[Task to carry out] Output the records exactly, with no line skipped.

[Data for analysis]

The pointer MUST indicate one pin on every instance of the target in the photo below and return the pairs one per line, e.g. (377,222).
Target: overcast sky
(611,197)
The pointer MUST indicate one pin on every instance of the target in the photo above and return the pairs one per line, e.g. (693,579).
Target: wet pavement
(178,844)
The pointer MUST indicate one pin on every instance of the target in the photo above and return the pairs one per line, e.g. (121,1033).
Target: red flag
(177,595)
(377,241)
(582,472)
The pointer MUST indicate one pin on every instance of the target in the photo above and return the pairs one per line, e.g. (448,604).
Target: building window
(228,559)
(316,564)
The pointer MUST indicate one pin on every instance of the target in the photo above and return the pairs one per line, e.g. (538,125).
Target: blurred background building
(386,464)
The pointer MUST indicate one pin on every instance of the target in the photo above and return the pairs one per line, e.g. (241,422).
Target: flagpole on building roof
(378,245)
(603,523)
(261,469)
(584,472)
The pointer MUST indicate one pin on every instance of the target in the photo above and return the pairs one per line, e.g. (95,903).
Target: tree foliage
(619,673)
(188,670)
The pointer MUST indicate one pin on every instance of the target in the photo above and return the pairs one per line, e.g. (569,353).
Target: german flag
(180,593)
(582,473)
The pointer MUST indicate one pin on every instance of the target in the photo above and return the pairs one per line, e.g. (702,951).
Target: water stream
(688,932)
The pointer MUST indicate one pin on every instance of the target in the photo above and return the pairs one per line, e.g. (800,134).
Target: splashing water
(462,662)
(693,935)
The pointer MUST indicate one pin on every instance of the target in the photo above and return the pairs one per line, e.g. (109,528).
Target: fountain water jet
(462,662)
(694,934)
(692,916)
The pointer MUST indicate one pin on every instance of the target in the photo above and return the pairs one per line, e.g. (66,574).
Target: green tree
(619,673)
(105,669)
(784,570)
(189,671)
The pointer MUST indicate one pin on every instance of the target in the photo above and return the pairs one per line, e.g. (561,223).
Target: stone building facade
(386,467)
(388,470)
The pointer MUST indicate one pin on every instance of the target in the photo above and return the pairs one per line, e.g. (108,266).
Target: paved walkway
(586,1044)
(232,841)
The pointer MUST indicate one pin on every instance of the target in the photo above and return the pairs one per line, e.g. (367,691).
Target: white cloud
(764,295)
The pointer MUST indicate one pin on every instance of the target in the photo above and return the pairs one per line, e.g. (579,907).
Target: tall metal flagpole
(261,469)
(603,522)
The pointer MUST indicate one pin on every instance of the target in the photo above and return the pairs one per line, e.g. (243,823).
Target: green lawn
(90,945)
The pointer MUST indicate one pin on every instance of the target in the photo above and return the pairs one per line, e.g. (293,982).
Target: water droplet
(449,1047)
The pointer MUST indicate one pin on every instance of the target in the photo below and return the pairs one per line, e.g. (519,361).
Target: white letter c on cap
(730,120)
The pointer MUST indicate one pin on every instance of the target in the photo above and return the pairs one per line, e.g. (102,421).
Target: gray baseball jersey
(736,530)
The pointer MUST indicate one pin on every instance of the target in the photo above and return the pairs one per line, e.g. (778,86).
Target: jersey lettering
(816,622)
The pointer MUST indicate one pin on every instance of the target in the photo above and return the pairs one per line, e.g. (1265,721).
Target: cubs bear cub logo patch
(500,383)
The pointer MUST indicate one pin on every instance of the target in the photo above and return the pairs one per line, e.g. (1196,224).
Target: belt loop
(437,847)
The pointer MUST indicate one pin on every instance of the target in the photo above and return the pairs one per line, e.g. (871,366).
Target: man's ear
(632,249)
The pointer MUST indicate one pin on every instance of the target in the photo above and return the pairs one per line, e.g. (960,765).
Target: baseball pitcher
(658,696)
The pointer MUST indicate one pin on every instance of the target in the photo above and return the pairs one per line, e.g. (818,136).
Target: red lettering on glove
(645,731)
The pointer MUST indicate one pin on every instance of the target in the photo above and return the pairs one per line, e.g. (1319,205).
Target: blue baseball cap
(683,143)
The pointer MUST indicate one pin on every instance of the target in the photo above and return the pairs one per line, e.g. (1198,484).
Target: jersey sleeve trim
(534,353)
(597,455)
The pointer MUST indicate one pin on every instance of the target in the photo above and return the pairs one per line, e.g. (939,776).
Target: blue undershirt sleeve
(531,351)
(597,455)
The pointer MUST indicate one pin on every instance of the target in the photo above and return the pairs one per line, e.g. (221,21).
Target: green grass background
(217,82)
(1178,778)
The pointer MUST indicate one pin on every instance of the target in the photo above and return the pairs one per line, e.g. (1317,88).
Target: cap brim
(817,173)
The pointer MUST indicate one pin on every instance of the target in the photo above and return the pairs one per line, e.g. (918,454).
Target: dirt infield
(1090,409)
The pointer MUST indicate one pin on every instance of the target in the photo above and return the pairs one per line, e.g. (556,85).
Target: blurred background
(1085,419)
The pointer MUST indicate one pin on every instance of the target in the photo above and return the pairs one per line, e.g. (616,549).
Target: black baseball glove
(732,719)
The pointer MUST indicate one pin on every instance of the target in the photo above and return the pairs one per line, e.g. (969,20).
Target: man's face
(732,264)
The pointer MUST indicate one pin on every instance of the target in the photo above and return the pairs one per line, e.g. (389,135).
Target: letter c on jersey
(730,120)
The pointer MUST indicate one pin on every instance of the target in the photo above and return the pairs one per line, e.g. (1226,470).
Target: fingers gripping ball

[Response box]
The pointer MUST indicate one pin on every instance of the target in the photo below and return the pairs one per line, e.g. (377,222).
Target: overcast sky
(611,197)
The pointer MUST indicate one pin on every instance of the target in the photo above and return the pairs one per line, e.g. (693,579).
Target: wet pavement
(178,844)
The pointer MUST indicate one pin on every instance of the target in the photo above and return the pairs one per line, e.g. (121,1033).
Target: red flag
(177,595)
(377,241)
(582,472)
The pointer MUST indicate one pin on every instance of the target in the photo above and return the pairs one per line, e.g. (448,604).
Target: building window
(228,559)
(316,564)
The pointer MUST indicate one pin on every instance of the target in the photo above and return the pairs one per line, e.g. (538,125).
Target: blurred background building
(386,464)
The pointer MUST indicate one pin on every instance of the target in the photo above and return the pairs one per line, e.g. (241,422).
Target: flagpole on building roof
(378,245)
(603,523)
(261,469)
(584,472)
The pointer MUST indicate one pin on every instance of the target in the photo above and return the pairs one per line, e.g. (95,903).
Target: tree foliage
(619,673)
(188,670)
The pointer MUST indicate one pin on every instance of the target in the photo above and return the pairs one per line, e.g. (569,353).
Target: german flag
(180,593)
(582,473)
The pointer MUST indicate one pin on every instance of the target in the photo above and return the pairs one per line, e.g. (702,951).
Target: water stream
(688,932)
The pointer MUST indicate one pin on every instance of the target in the photo above and return the pairs one per line, e.g. (800,134).
Target: splashing water
(462,662)
(693,935)
The pointer MUST indicate one pin on every instance of the target in the photo above and return the pairs one per line, e.g. (109,528).
Target: fountain water jet
(462,662)
(694,934)
(692,916)
The pointer MUST indicate one pin on every instance of the target in the photo above and return the pairs one per line, e.g. (66,574).
Target: green tree
(619,673)
(105,669)
(784,570)
(189,671)
The pointer MUST indicate one pin on every instance of the target in the photo above and return the pairs one per line, e.g. (561,223).
Target: stone building facade
(386,467)
(388,470)
The pointer MUST indicate one pin on every instance of the target in the photo above and return the pairs one per line, e.g. (108,266).
Target: paved walkway
(586,1044)
(232,841)
The pointer MUST indicate one pin on every instance of the target in the photo above and return the pairs one per line, e.g. (367,691).
Target: white cloud
(764,295)
The pointer MUST indicate one pin on every instance of the target in the photo above and return the pairs one per line, e.g. (579,907).
Target: tall metal flagpole
(261,469)
(603,522)
The pointer MUST indicate one pin on every instance of the target in the photo above and return the pairs one per line, e.g. (243,823).
Target: green lawn
(90,945)
The pointer MUST indicate one pin on every instance of the target in the photo above and return the pairs one per line, e.g. (293,982).
Target: water droplet
(449,1047)
The pointer MUST indicate one pin on every instance of the target in the photo below and return the pairs one per line, e.g. (519,361).
Target: white letter c on cap
(730,120)
The pointer MUST indicate one pin on every instance of the target in the photo above and return the pairs one per line, e.g. (102,421).
Target: gray baseball jersey
(736,530)
The pointer MUST indicate one pin on every instance of the target in the photo above and return the pairs one per line, e.g. (778,86).
Target: jersey lettering
(816,622)
The pointer MUST indicate one pin on every instance of the target in the photo above and return the pairs one per line, e.g. (1265,721).
Target: cubs bear cub logo patch
(500,383)
The pointer MUST indicate one pin on every instance of the target in the photo above and return the pairs one per line, e.g. (1196,224).
Target: belt loop
(437,847)
The pointer MUST indicate one pin on every instance of the target in the photo above and return the pairs one per line, e.g. (871,366).
Target: man's ear
(632,249)
The pointer MUST indicate one pin on every instance of the target in the photo above and return the pairs one per line, e.g. (960,765).
Target: baseball pitcher
(658,696)
The pointer MUST indicate one pin on every instance of the target in the photo above and return the pairs one per line, e.g. (818,136).
Target: red lettering on glove
(645,731)
The pointer MUST indicate one pin on every instance of the target in the photo above and return the pairs one per line, e.g. (1319,205).
Target: blue baseball cap
(683,143)
The pointer MUST indicate one pin on every instance of the target in the photo above and return the pairs one per line, e.g. (1198,484).
Target: jersey sleeve trim
(534,353)
(597,455)
The pointer MUST indicate one pin on every instance of the target in the photo above and return the pairs one per line, e.g. (939,776).
Target: blue undershirt sleeve
(531,351)
(597,455)
The pointer MUST indicate one pin on every instance of the target in the photo above and return the pairs one per line, e.g. (221,21).
Target: green grass background
(217,82)
(1178,778)
The pointer MUST indicate one pin on every instance of the target in the photo above and return the pairs one per line, e.g. (1317,88).
Target: cap brim
(817,173)
The pointer MUST indicate one pin on every instance of the target in the photo above and return the pairs one per line, e.g. (918,454).
Target: dirt infield
(1090,409)
The pointer MUST indicate one pin on every instance of the target in the photo above and return the pairs one per line, e.g. (556,85).
Target: blurred background
(1085,419)
The pointer MUST indicate one pin on every instance of the target in the photo above and return the pairs one per line, e.g. (616,549).
Target: black baseball glove
(732,719)
The pointer MUST indicate one pin on every instance of the target in the photo above and return the pairs one per line, e.g. (969,20).
Target: man's face
(732,264)
The pointer MUST indicate one pin on every instance of the target in the photo above and return the pairs one per line, e.g. (389,135).
Target: letter c on jersey
(730,120)
The pointer MUST indicate one pin on every instance of the target in the photo above and return the pairs one per line, e.g. (1226,470).
Target: fingers gripping ball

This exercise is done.